→ Requirement: Repeat the passage of the James Gibbs biography starting at "- Died: 1724" and ending at "physician and poet.", word for word.

-------- Document passage --------

- Died: 1724 Tregony
- Occupations: Physician and poet

= James Gibbs (physician) =

English physician and poet

James Gibbs (died 1724) was an English physician and poet.

==Biography==
Gibbs was the son of James Gibbs, vicar of Gorran in Cornwall. He was a student of Exeter College, Oxford. In a letter to Archbishop Tenison, preserved among the manuscripts in Lambeth Library, he solicits Tenison's ‘favour and assistance’ in promoting ‘a new metrical version of the Psalms.’ The letter is undated, but in 1701 the first fifteen of the psalms were published in London, and a second edition followed in 1712. A copy of the latter was discovered in Swift's library, containing some severe marginal criticism by the dean. Gibbs died at Tregony, Cornwall, in 1724.

He published:
- ‘A Consolatory Poem, humbly addressed to Her Royal Highness, Upon the much lamented death of His Most Illustrious Highness, William Duke of Gloucester,’ London, 1700, fol.

-------- Records provided --------

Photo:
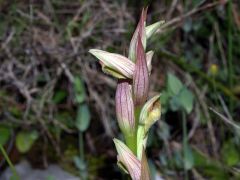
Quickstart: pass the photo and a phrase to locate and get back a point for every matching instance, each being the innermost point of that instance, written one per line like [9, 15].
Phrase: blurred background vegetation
[56, 105]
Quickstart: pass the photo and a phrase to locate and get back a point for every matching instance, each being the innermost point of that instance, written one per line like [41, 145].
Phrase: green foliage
[83, 117]
[176, 96]
[5, 133]
[25, 140]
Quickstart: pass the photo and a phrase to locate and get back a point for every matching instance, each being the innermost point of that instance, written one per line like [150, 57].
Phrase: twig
[228, 121]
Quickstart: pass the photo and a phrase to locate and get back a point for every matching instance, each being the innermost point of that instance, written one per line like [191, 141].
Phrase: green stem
[185, 142]
[131, 139]
[4, 153]
[81, 145]
[229, 51]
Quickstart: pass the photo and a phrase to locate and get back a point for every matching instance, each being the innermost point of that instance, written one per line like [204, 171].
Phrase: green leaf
[174, 103]
[83, 117]
[5, 133]
[80, 163]
[80, 94]
[174, 85]
[186, 98]
[25, 140]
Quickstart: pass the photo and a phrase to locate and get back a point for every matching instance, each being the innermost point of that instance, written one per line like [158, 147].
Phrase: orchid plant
[135, 114]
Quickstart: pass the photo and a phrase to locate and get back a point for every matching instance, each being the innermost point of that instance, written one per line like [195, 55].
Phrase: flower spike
[140, 76]
[114, 64]
[139, 30]
[125, 107]
[128, 159]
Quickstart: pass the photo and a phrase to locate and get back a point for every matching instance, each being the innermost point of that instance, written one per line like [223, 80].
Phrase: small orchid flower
[140, 30]
[135, 116]
[114, 64]
[151, 29]
[125, 107]
[140, 76]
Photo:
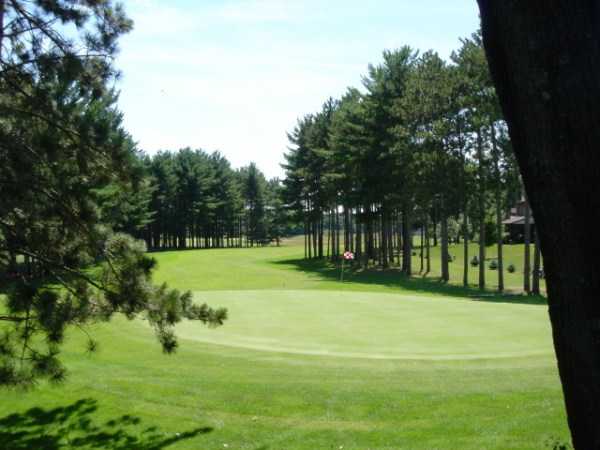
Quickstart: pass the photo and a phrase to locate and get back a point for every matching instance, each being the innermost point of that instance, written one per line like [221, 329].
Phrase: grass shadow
[393, 278]
[73, 426]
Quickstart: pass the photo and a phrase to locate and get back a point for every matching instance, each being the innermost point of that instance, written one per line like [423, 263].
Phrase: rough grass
[305, 362]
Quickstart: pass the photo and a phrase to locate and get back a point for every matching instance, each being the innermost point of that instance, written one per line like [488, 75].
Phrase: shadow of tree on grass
[73, 426]
[395, 279]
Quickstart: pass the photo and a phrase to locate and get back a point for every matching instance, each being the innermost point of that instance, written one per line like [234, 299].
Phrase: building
[514, 224]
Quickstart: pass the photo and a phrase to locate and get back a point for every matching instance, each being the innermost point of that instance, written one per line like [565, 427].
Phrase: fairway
[375, 326]
[306, 362]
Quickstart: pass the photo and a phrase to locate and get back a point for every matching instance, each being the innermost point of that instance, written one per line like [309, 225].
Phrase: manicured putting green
[374, 325]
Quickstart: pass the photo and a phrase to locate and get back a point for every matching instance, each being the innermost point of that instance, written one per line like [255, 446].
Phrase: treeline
[194, 199]
[70, 178]
[422, 146]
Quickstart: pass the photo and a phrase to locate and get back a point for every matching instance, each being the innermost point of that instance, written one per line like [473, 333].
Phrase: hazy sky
[235, 75]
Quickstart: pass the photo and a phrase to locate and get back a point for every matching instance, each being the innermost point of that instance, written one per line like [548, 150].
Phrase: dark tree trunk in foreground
[545, 61]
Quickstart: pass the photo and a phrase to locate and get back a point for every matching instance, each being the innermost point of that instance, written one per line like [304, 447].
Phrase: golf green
[375, 325]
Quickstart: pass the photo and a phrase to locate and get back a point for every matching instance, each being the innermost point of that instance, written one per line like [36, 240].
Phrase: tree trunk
[527, 238]
[545, 61]
[535, 287]
[444, 247]
[422, 247]
[427, 247]
[498, 195]
[406, 242]
[481, 204]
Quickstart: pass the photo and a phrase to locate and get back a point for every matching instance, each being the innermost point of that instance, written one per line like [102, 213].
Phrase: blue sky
[235, 75]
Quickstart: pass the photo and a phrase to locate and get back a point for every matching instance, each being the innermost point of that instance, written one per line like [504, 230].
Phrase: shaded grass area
[75, 426]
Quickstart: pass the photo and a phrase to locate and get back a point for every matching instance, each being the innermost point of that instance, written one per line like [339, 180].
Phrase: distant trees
[422, 144]
[197, 200]
[69, 179]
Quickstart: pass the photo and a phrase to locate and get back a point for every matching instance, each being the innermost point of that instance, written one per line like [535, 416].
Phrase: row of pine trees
[422, 146]
[195, 199]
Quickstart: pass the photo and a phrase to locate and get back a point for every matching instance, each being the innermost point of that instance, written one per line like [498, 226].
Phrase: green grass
[306, 362]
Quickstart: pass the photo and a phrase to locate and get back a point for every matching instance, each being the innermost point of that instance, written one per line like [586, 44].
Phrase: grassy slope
[246, 398]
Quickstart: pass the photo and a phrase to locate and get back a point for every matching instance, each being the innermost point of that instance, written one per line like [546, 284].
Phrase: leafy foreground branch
[38, 313]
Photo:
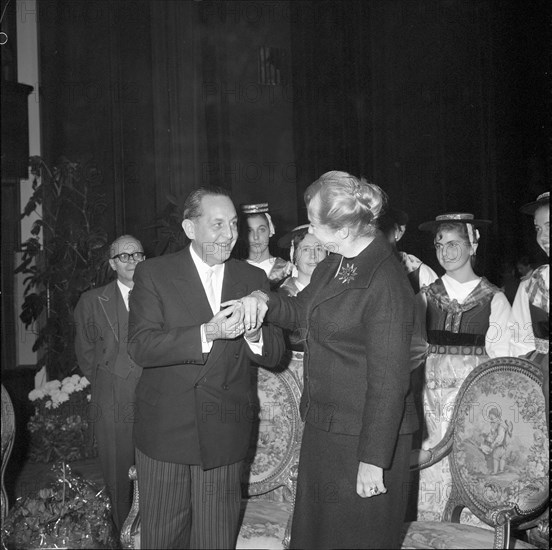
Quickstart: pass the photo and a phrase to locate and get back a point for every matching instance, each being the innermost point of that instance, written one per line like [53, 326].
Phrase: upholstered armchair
[271, 468]
[502, 481]
[8, 436]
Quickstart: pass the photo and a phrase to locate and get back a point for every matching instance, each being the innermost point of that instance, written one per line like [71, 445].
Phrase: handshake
[239, 317]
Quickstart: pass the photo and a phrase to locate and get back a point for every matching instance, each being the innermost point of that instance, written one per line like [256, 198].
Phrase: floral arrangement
[69, 513]
[60, 427]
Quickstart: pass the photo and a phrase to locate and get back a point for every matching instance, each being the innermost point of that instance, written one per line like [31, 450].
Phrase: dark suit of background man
[101, 318]
[194, 402]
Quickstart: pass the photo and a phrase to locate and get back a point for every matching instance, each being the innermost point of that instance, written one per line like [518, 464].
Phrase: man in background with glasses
[101, 338]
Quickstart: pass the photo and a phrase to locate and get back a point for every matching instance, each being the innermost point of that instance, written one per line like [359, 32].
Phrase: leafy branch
[62, 258]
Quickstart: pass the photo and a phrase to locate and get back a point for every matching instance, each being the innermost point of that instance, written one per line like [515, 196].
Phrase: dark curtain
[441, 103]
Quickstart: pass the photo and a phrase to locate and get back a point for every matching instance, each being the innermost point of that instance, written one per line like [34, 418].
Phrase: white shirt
[203, 270]
[125, 290]
[265, 265]
[497, 338]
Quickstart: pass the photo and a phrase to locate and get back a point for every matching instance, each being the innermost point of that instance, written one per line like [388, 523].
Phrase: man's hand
[253, 335]
[254, 309]
[227, 324]
[369, 480]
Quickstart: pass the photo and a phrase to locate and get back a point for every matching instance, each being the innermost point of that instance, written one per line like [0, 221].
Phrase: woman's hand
[370, 480]
[254, 309]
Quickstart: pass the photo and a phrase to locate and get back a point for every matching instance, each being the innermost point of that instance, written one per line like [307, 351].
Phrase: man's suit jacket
[358, 324]
[193, 408]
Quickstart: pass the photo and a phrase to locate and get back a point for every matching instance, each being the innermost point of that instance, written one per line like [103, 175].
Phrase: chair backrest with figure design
[498, 451]
[271, 472]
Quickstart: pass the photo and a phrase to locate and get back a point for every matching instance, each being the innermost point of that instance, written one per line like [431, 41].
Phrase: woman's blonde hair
[346, 201]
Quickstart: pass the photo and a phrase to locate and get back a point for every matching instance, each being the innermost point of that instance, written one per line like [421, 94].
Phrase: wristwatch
[261, 295]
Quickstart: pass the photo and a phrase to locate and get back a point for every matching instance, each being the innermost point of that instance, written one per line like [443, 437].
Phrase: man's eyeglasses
[125, 257]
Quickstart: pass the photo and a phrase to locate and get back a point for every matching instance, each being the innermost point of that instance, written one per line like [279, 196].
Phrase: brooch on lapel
[347, 273]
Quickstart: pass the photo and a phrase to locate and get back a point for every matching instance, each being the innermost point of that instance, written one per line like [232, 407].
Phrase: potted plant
[62, 258]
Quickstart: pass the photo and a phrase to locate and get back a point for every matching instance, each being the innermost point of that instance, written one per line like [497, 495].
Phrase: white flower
[68, 387]
[52, 385]
[54, 394]
[36, 394]
[62, 397]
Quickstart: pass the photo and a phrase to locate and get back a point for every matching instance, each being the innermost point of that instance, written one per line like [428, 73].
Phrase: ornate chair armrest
[131, 524]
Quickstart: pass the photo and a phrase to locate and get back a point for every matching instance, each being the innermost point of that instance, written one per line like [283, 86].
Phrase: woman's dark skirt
[329, 513]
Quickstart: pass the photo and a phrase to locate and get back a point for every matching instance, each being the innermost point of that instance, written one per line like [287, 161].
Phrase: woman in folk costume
[259, 230]
[466, 323]
[529, 322]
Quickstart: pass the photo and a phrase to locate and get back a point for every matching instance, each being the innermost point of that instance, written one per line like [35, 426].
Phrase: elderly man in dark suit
[101, 318]
[194, 401]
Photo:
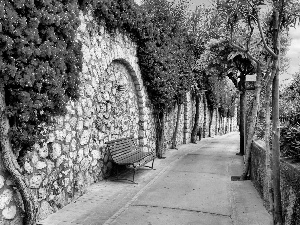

--------

→ Solution below:
- Died: 1724 Tregony
- Occupations: Physician and poet

= James Gibbs (physician) =

English physician and poet

James Gibbs (died 1724) was an English physician and poet.